▶ Written problem 1
The post below about the Faerie city of Embra describes a two-fold access structure. In one to three sentences, explain why the author chose it.
▶ Written problem 2
List every kind of source that the Embra post below names as an influence on the design of the Faerie city.
▶ Written problem 3
Continue the Embra post below, starting after its final sentence.

----- Supplied text -----

Community Atlas: Errynor Map 40 - Introducing the Faerie City of Embra
As mentioned before, my Errynor mapping project for the Community Atlas has been an opportunity to bring to life ideas sometimes previously developed, and occasionally even mapped, in earlier decades of fantasy gaming. A Faerie settlement has been a concept under consideration for years, without finalising a mapped setting. When a Faerie city - what became Embra - came-up among the randomly-designed places for Errynor, that seemed the perfect time to progress with the concept finally.
Influenced by literary, artistic, folkloric, musical and fantasy gaming sources, I wanted to give the impression that visiting the city would be like negotiating Maurits Escher's semi-dream-state artwork and that of some of the surrealists. Disorienting, essentially, yet retaining a quality of magical wonder.
That's fine as an idea, but it then must be transposed into the physical reality of one or more maps to fit the limits of the Community Atlas.
Eventually, I settled on having many maps for the city, each showing only a small part, without defining what the city as a whole should look like, or how its pieces might fit together. Thus every visit there will be different, albeit with some familiar places for those returning - if they can find them!
The Atlas connections mean a map can have multiple links from it, but each linked map must use the first map as its only parent. They can't cross-link separately. Thus I opted for a two-fold access structure like two concentric circles, an outer "ring" linking with the Mortal Realm (and the next map "up" in the Errynor maps, that for Clack Valley), while the inner would lead to the Faerie city proper, so entering or leaving the city would be usually via the outer "ring" - inward to Faerie, outward to Mortality.
So as not to be too linear, I decided that when approaching the city from outside, it would look like just a village, so someone wishing to visit the Faerie "inner" city would first need to find a means to do so from there. That might be achievable randomly, by GM's choice, or using something like the magical Law of Similarity - like goes to like - possibly variably. For the latter, entering a field through a gate at the "village" might lead instead into a floral garden or a park in the Faerie city, say, and so forth.
From this, I thought having the "village" be different in form depending on the direction it was approached from would add extra spice, and decided on eight for the eight main compass points - north, south, east, west, northeast, southeast, southwest and northwest. So that's eight maps already, and we're not yet into the city!

----- Given information -----

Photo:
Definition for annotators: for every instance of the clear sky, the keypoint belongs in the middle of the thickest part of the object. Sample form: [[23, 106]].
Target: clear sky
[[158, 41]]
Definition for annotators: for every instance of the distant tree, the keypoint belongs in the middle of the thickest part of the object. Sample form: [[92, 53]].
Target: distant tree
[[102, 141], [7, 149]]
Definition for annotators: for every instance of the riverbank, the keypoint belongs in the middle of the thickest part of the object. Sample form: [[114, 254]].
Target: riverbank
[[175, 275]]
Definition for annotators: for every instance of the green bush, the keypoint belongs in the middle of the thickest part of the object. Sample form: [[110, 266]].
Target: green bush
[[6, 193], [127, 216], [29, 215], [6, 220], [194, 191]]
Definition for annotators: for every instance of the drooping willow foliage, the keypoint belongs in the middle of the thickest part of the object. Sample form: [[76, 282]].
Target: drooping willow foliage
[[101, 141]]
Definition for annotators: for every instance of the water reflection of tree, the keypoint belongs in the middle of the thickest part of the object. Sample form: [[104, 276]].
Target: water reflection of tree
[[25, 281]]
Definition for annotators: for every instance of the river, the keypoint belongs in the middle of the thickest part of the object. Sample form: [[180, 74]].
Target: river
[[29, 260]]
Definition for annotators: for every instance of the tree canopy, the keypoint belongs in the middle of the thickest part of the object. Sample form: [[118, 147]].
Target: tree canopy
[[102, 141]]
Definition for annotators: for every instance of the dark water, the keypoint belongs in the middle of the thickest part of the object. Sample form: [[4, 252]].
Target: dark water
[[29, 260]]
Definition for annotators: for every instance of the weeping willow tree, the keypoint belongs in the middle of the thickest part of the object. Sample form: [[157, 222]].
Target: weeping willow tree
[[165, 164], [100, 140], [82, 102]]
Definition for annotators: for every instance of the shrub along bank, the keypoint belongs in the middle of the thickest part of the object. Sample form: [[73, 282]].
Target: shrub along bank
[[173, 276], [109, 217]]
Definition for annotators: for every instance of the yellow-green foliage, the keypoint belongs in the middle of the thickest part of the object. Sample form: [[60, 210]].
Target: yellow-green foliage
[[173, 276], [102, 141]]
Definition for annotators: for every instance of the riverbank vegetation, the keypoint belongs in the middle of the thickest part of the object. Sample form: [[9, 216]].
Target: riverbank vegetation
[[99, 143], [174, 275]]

-----

▶ Right answer 1
Community Atlas maps can link to several other maps, but each linked map must use the first map as its only parent and can't cross-link separately. The author therefore chose two layers, like concentric circles. An outer "ring" links to the Mortal Realm and the Clack Valley map, and an inner one leads to the Faerie city proper.

▶ Right answer 2
- Literary
- Artistic
- Folkloric
- Musical
- Fantasy gaming

▶ Right answer 3
This does though provide those three options - a D8 random-roll possibility and the approach-direction "Similarity" mechanic, either of which could be superseded by the GM as preferred.
For the Village maps, I decided to use as a base some from the two Judges Guild "Village" map books from the late 1970s, chosen randomly from their nearly 100 layouts. These are identically-scaled, set within a hexagon 1,056 feet, 0.2 miles, across from flat side to flat side, subdivided into smaller hexagons each about 40 feet across similarly.
Following from the Similarity principle, seven main elements were identified in each settlement: enclosures such as fields, orchards and gardens; crossing-points, like bridges, fords or ferries; damper places - lakes, ponds, streams or marshes; travel routes - roads, tracks, footpaths, etc.; upland areas such as hills, cliffs and broken ground; woodlands - copses, forests, even shrubberies; and structures - the village buildings.
Hence seven themed general areas developed: Enclosed Places, Crossing Places, Watery Places, Travelling Places, Hilly Places, Wooded Places and Constructed Places. These could be connected at GM's choice or by Similarity, leaving only the random option one short of another D8 roll.
In the notes for deep-sea hag Aunty MacKassa (PDF link; Forum discussion for this map is here), I'd mentioned Embra contained the great Twilight Market. That was to be incorporated in seven parts here, one for each of the Place groupings. Instead of impractical cross-links between the Market segments, I devised a Twilight Market identifier, based on various online and hardcopy-book designs, adapted and recoloured (not a CC3+ symbol, simply a piece of artwork):
Rather than a "Return" option, the eighth item became an additional D8 re-roll, ignoring further "8s", after which the GM could continue to the part of the Twilight Market for whichever of the seven places had been determined.
Thus the eight Village entry-points, seven general Places links, and the Twilight Market indicator provided the initial map for the city, accessed from the Clack Valley map in the form of a schematic drawing, given its sole purpose was to link to the other maps of the city. I called it the "Embra Official Guide", similar to how some real-world tourist guides are named. The next image is a cleaned-up (i.e. legible!) version of my final pre-mapping sketch for this schematic:
The eight outer Village maps link from this schematic individually, while the seven general area Places each get their own "landing schematic", as they consist of a group of separate locations. The random element, with other factors of what was both practical and interesting, meant each Places grouping would have ten different components in it, including the Twilight Market map for each Places set.
Ideas for what these Places might be came from a range of sources. Some were old concepts of my own, some drawn or adapted from fictional works, though many derived from real-world placenames. The origin of the city's name, Embra, is the local dialect contraction of "Edinburgh", Scotland's capital city. However, it also sounds like "ember", the glowing remains of a fire, which in turn conjures up the magical twilight glow of somewhere lit only by firelight, a place for stories of mystery and wonder. Thus the real-world City of Edinburgh became a source of inspiration for many of Embra's Places, suitably renamed, amended and altered to better suit a Faerie settlement.
The 70 items included locations in the city and names of streets, since Places need linking in ways more mundane as well as magical, to help keep things interesting. Ultimately, the split between Places and Streets was 34 to 36, as the "Streets" included a railway.
Each Place needed its own map, but the Streets and railway were condensed into a single map for each Places grouping. So the final tally of maps comprising Embra totalled "only" 57. Perhaps I should have named it "Heinz"...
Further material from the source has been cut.